# Written tasks
[1] In the forum thread on Boromir's horn, what does Aldarion say the sound of Roland's horn did?
[2] Continue the forum thread on Boromir's horn from where it stops.

# Excerpt to read

• • • • •

# Boromir's Horn inspired by Roland?



## Aldarion (Aug 4, 2021)

I just watched this:





And it occured to me that Roland's horn is similar to Boromir's horn. Roland blew his horn too late, and the sound "echoed through the mountains and seas", which is similar to how Boromir's horn could be heard throughout Gondor.


----------



## 1stvermont (Aug 4, 2021)

Aldarion said:


> I just watched this:
> 
> 
> 
> ...



and its the king [aragorn] who comes and finds him. He dies while fighting a vastly numerical superior foe.



Aldarion said:


> I just watched this:
> 
> 
> 
> ...



Just wondering, where is it said Boromir's horn was heard throughout gondor?


----------



## Aldarion (Aug 4, 2021)

1stvermont said:


> Just wondering, where is it said Boromir's horn was heard throughout gondor?


It was mentioned twice. First in TTT when Faramir talks to Frodo:


> ‘You remember well, and as one who has in truth seen him,’ said Faramir.
> ‘Then maybe you can see it in your mind’s eye: a great horn of the wild ox of the
> East, bound with silver, and written with ancient characters. That horn the eldest
> son of our house has borne for many generations; and it is said that if it be blown
> ...


And then afterwards, in RotK when Denethor talks to Pippin:


> ‘That is the horn that Boromir always wore!’ cried Pippin.
> ‘Verily,’ said Denethor. ‘And in my turn I bore it, and so did each eldest son of
> our house, far back into the vanished years before the failing of the kings, since
> Vorondil father of Mardil hunted the wild kine of Araw in the far fields of Rhûn.
> ...


----------



## Squint-eyed Southerner (Aug 4, 2021)

• • • • •

# Information supplied
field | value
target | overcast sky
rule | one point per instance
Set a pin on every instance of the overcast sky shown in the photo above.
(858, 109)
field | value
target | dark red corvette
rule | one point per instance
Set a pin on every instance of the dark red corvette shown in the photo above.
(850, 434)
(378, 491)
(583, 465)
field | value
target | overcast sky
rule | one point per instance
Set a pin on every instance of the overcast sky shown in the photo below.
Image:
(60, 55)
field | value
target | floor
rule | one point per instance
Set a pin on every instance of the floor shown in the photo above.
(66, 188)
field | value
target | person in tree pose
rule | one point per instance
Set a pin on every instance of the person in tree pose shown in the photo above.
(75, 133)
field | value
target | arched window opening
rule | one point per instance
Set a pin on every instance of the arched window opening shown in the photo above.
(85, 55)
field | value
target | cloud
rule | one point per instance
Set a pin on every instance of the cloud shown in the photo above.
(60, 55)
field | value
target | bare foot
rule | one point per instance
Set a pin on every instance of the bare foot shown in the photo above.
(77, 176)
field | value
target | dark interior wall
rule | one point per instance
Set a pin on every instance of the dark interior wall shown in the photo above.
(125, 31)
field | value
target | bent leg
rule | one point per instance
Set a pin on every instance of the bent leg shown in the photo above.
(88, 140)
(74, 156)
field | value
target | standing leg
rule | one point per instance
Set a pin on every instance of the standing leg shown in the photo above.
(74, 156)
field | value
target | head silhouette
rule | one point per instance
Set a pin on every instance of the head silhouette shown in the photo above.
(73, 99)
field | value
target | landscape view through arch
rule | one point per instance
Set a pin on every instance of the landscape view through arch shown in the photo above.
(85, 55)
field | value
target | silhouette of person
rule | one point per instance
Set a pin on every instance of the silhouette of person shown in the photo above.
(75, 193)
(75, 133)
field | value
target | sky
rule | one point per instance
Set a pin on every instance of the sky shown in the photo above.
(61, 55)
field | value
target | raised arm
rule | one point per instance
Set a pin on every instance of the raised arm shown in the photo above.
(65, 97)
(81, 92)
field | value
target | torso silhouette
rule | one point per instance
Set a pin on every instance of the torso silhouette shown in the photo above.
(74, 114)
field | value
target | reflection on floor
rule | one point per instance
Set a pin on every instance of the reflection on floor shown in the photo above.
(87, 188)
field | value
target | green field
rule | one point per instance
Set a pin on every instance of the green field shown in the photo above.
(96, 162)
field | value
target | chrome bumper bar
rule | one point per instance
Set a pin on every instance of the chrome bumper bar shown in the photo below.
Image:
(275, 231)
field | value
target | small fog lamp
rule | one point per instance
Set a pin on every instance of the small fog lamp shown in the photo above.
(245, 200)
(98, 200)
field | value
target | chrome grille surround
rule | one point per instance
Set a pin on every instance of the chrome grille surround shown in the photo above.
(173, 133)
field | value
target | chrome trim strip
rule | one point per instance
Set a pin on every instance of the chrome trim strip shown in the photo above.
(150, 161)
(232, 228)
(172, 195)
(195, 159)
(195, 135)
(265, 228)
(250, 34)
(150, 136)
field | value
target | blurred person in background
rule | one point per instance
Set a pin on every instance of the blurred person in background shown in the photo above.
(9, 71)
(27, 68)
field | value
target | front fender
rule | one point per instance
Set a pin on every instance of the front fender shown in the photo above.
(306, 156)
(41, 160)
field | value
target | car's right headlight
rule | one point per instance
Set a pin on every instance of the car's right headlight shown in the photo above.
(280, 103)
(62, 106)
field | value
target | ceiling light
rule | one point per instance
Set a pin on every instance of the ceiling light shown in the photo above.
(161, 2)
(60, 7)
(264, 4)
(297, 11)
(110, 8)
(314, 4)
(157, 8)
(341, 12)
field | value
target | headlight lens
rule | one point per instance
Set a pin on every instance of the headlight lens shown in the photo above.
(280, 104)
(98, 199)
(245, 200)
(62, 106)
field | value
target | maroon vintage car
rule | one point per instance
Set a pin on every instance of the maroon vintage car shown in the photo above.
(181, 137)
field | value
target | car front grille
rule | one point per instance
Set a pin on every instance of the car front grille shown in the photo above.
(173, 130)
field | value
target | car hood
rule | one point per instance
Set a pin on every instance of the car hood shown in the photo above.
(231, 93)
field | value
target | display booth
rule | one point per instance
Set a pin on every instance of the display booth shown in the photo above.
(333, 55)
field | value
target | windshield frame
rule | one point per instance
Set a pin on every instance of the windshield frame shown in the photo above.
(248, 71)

• • • • •

# Answers to the exercise
[1] It "echoed through the mountains and seas."

[2]
I haven't read Roland in decades, so I'll have to find my copy for a reread. But I can't imagine it having no influence at all -- Tolkien would surely be very familiar with it. The fact that the horn was called "Oliphant" is at least suggestive. 😀

Of course, Boromir's horn -- and others -- have functions, in the fictional structure, and in the structure of the imagery. I said a bit about that here, if you want to take a look:









The "Rule of Threes" As a Structural Principle in Tolkien


I'd noticed the occurrence of groups of threes in a casual way, over the years, but a couple of things caused me to take a closer look. One was Douglas Anderson's note on Bilbo's "third time pays for all" in The Annotated Hobbit, where he says it is a Medieval proverb, and gives a quote from a...




www.thetolkienforum.com


----------



## Aldarion (Aug 4, 2021)

Squint-eyed Southerner said:


> I haven't read Roland in decades, so I'll have to find my copy for a reread. But I can't imagine it having no influence at all -- Tolkien would surely be very familiar with it. The fact that the horn was called "Oliphant" is at least suggestive. 😀
> 
> Of course, Boromir's horn -- and others -- have functions, in the fictional structure, and in the structure of the imagery. I said a bit about that here, if you want to take a look:
> 
> ...


Excellent read, thank you!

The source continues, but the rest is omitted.